§ What you have to do
Write the next part of the Art and Design History news page, starting right after its last sentence.

§ Given passage
Archive for the ‘Art and Design History’ Category

Programming Contemporary Culture: Roundtable at the ICA

Monday, February 13th, 2012

To launch the partnership between the School of Art and Design History and the ICA, this roundtable event will explore how arts institutions are rethinking their programming strategies, and what future trends might shape programming within and beyond the cultural institution.

Speakers include:
Matt Williams (ICA),
David Falkner (Stanley Picker Gallery), Duncan Grewcock,
and David Spence (Museum of London). Charles Rice will be chairing the event.

This event will be held on  Thursday 16 March, 6-7.30pm and is free and open to all.

 

Programming Contemporary Culture
ICA Studio, The Mall
London
SW1Y 5AH

 

Professor Anne Massey wins prestigious prize for Interiors

Friday, January 27th, 2012

We are delighted to announce that the Council of Editors of Learned Journals (CELJ) has awarded Interiors the title of Best New Journal during their annual award ceremony, which took place at the Modern Language Association convention, in Seattle earlier this month. We are truly thrilled that the journal has received such an accolade and would like to take this opportunity to thank the editors, contributors and subscribers for all helping to make this journal a success.

The Judges comments:

The judges distinguished Interiors as particularly exceptional and praised the journal for making “a lasting mark on the interdisciplinary study of interior design theory.”

They commented on the articles’ “cultural implications well beyond the traditional borders of the discipline” and expressed admiration for “the visuals as well as the text regarding spatial relationships, social attitudes, and design.”

The writing [is] focused and accessible to the lay person as well as architects…. the printed publication offered [attractive] visuals illustrating salient issues and spoke to the historical reflection of structure as a symbol of culture, community, and personality.”

§ Entries shown
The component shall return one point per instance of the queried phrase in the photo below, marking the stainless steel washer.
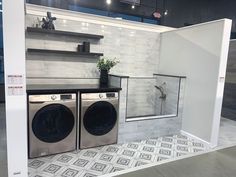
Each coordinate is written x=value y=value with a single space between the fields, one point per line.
x=99 y=119
x=52 y=124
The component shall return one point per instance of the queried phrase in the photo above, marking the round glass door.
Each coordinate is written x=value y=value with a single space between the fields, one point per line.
x=53 y=123
x=100 y=118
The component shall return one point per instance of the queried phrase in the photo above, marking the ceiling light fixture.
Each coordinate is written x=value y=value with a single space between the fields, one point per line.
x=108 y=2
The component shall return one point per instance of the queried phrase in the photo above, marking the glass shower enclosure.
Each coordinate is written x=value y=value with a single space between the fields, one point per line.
x=153 y=97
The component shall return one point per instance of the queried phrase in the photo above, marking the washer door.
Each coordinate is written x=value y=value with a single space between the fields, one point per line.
x=100 y=118
x=53 y=123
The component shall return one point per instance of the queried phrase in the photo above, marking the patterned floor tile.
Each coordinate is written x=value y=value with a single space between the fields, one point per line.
x=107 y=159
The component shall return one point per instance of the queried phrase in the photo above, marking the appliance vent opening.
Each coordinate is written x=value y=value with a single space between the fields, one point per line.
x=132 y=2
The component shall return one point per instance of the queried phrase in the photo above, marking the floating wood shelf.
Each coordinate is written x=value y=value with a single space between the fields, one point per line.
x=30 y=50
x=64 y=33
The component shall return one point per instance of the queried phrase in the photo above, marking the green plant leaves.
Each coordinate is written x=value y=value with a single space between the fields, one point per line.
x=106 y=63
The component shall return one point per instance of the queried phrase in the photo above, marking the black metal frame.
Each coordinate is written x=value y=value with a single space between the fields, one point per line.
x=129 y=119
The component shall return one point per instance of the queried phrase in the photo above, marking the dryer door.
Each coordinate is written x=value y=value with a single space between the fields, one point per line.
x=100 y=118
x=53 y=123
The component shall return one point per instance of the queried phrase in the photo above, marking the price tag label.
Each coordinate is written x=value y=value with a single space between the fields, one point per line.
x=14 y=79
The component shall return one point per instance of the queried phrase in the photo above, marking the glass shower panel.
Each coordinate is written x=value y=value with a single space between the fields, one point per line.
x=152 y=97
x=141 y=100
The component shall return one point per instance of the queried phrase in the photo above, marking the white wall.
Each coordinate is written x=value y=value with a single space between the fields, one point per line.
x=200 y=53
x=14 y=62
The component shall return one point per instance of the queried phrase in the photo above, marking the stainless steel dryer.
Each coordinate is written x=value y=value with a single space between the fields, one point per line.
x=99 y=119
x=52 y=124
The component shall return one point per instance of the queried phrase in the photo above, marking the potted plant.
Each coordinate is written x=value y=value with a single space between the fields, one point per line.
x=104 y=65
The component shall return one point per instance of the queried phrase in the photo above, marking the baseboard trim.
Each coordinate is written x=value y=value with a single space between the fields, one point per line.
x=197 y=138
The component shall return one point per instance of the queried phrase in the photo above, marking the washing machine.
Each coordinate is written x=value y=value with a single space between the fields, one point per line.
x=51 y=124
x=98 y=119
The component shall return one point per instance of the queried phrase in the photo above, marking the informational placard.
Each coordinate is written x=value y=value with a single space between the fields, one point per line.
x=15 y=85
x=15 y=90
x=14 y=79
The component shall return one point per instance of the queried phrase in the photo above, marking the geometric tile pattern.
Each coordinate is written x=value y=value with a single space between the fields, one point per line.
x=112 y=158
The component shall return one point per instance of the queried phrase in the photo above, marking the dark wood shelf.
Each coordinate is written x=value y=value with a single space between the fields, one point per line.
x=30 y=50
x=65 y=33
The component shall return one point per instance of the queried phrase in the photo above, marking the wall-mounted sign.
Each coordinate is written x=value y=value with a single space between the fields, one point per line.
x=15 y=90
x=14 y=79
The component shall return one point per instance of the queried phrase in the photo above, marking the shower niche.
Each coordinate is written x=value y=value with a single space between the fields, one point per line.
x=153 y=97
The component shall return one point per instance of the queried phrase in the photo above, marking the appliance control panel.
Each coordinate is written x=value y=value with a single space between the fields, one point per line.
x=52 y=97
x=97 y=96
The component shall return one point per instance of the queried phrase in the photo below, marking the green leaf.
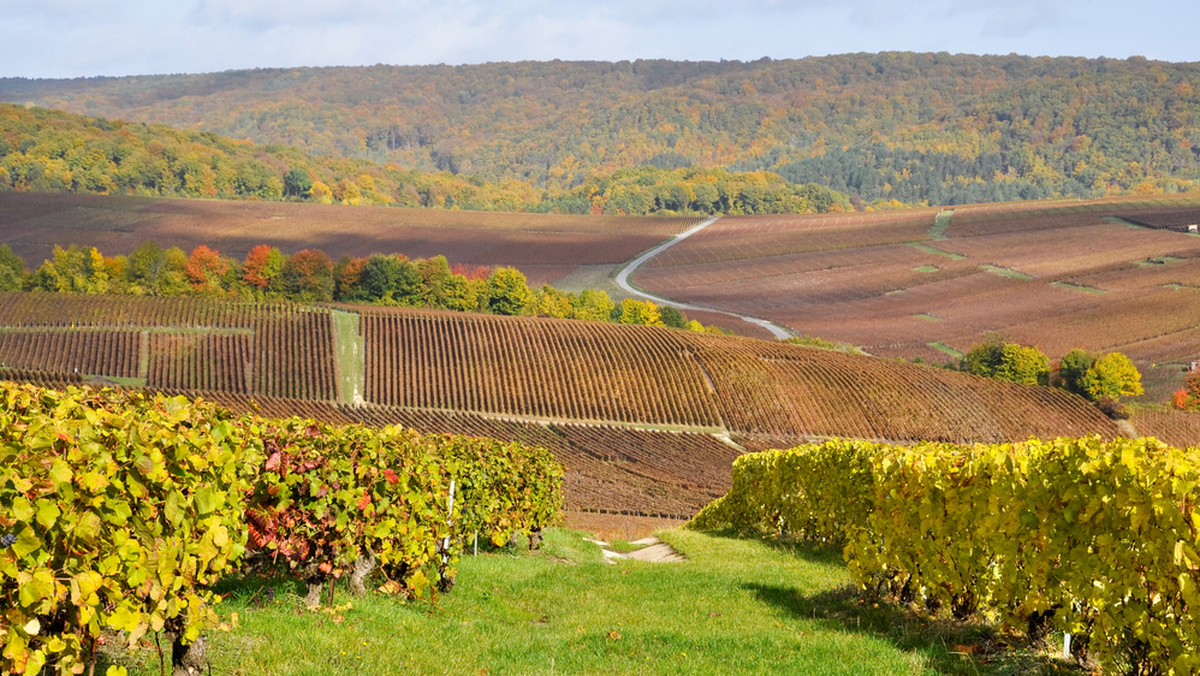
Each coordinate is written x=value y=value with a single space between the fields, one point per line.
x=124 y=618
x=47 y=513
x=22 y=509
x=60 y=473
x=88 y=528
x=205 y=501
x=27 y=543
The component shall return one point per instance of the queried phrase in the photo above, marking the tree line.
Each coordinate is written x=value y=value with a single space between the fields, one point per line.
x=51 y=151
x=1103 y=380
x=940 y=127
x=312 y=276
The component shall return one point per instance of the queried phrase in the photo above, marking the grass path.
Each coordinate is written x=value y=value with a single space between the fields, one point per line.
x=735 y=606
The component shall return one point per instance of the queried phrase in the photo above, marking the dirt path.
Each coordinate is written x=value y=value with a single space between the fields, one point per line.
x=625 y=273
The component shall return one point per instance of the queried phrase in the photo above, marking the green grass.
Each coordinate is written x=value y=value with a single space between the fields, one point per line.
x=1159 y=261
x=947 y=350
x=349 y=357
x=936 y=251
x=1084 y=288
x=941 y=223
x=1006 y=271
x=735 y=606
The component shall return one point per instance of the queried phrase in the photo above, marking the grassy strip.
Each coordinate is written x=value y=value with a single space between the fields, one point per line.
x=735 y=606
x=947 y=350
x=935 y=251
x=941 y=223
x=349 y=356
x=1159 y=261
x=1069 y=286
x=1006 y=271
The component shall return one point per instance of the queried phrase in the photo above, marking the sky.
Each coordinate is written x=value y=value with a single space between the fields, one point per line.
x=66 y=39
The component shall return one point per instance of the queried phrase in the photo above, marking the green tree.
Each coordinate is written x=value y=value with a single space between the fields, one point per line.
x=297 y=183
x=1072 y=369
x=593 y=305
x=12 y=269
x=307 y=276
x=261 y=269
x=640 y=312
x=673 y=317
x=1008 y=362
x=1111 y=377
x=391 y=280
x=205 y=270
x=508 y=292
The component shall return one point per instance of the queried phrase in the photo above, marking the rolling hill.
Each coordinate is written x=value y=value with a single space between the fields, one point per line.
x=943 y=129
x=646 y=419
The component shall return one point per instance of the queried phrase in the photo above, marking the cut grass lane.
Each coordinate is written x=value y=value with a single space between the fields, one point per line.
x=733 y=606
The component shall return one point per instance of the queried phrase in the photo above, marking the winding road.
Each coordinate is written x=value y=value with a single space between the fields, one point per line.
x=625 y=273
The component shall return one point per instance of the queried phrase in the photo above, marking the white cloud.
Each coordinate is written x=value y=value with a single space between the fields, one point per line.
x=82 y=37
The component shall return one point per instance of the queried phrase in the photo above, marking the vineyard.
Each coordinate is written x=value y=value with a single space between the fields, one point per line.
x=124 y=509
x=1091 y=538
x=1054 y=274
x=270 y=350
x=640 y=416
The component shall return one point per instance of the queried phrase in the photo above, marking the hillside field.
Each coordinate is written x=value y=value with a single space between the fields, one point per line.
x=1116 y=274
x=646 y=419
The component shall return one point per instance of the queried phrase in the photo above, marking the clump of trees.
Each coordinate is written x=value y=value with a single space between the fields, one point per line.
x=1102 y=380
x=1008 y=362
x=52 y=151
x=312 y=276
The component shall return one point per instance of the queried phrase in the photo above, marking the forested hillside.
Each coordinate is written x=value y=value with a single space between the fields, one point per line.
x=937 y=127
x=46 y=150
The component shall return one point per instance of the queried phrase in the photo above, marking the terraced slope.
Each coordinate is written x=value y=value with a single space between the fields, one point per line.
x=640 y=416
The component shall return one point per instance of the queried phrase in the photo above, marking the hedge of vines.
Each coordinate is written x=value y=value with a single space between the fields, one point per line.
x=119 y=510
x=1101 y=539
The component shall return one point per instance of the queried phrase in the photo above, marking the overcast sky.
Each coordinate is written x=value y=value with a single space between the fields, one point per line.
x=55 y=39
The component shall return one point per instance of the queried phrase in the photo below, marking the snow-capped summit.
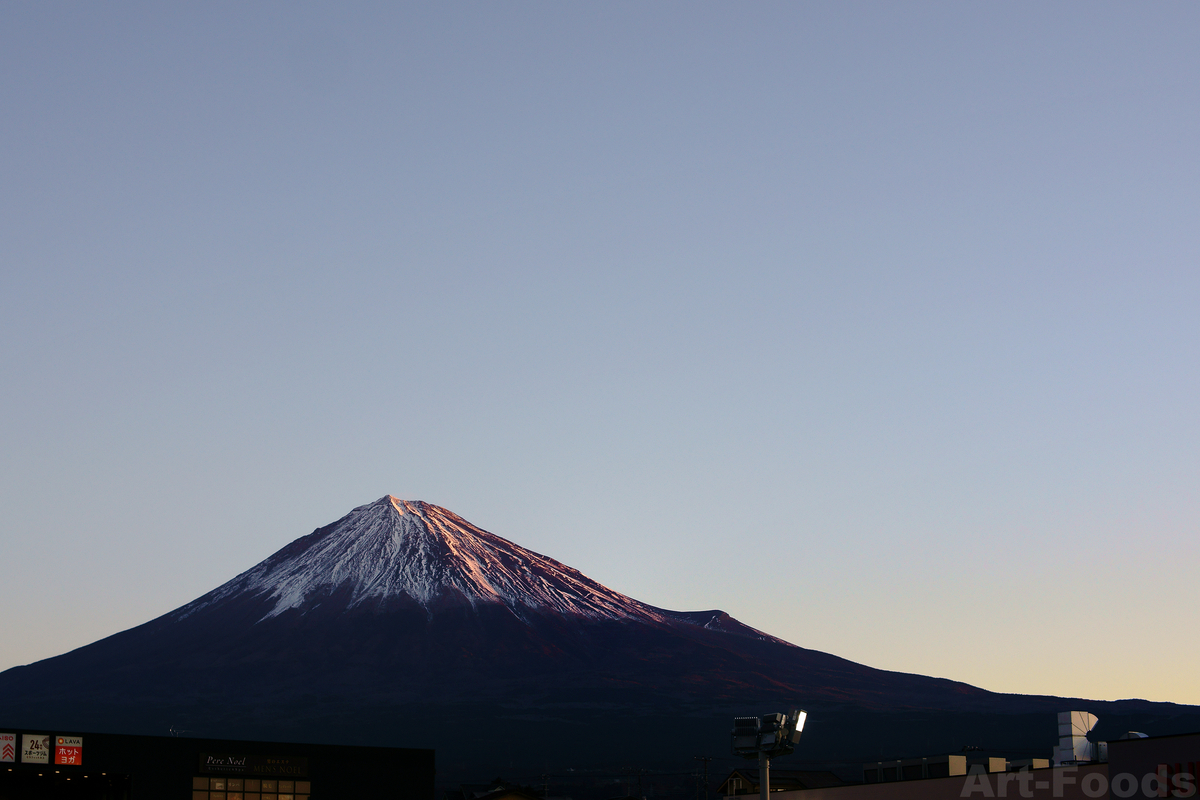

§ Answer to the exercise
School of Art & Design History launches partnership with the ICA

Monday, January 23rd, 2012

 

 

The School of Art and Design History (ADH) has signed a partnership agreement with London’s Institute of Contemporary Arts (ICA). The agreement sees the school become the ICA’s University Associate, with the aim of developing research and external engagement activities. The agreement provides ICA memberships for all of the school’s students, giving them discounted access to the events and activities of London’s most dynamic cultural institution. The School is planning a series of round-table events at the ICA, and a major conference: ‘BUNK: Celebrating 60 Years of the Independent Group’. Curated by Professor Anne Massey, the conference brings together leading scholars of art and design history from all over the world to discuss the legacy of this seminal multi-disciplinary group of practitioners and theorists, who first met at the ICA 60 years ago. ADH Head of School Professor Charles Rice said that ‘this represents a perfect partnership for the School of Art and Design History. The ICA’s innovative programs covering art, design, architecture and film match the school’s commitment to a critical and innovative approach to art and design history in the contemporary world. We will be able to share our research expertise with the ICA, while offering our students a central London home.’

Performance, Fashion and the Modern Interior: From the Victorians to Today

Tuesday, January 17th, 2012

Four members of The Modern Interiors Research Centre have co-edited this awaited volume, companion to Designing the Modern Interior (2010).

Performance, Fashion and the Modern Interior examines the interior as a stage upon which modern life and lifestyles are consciously fashioned and performed, and from which modern identities are projected by and through design.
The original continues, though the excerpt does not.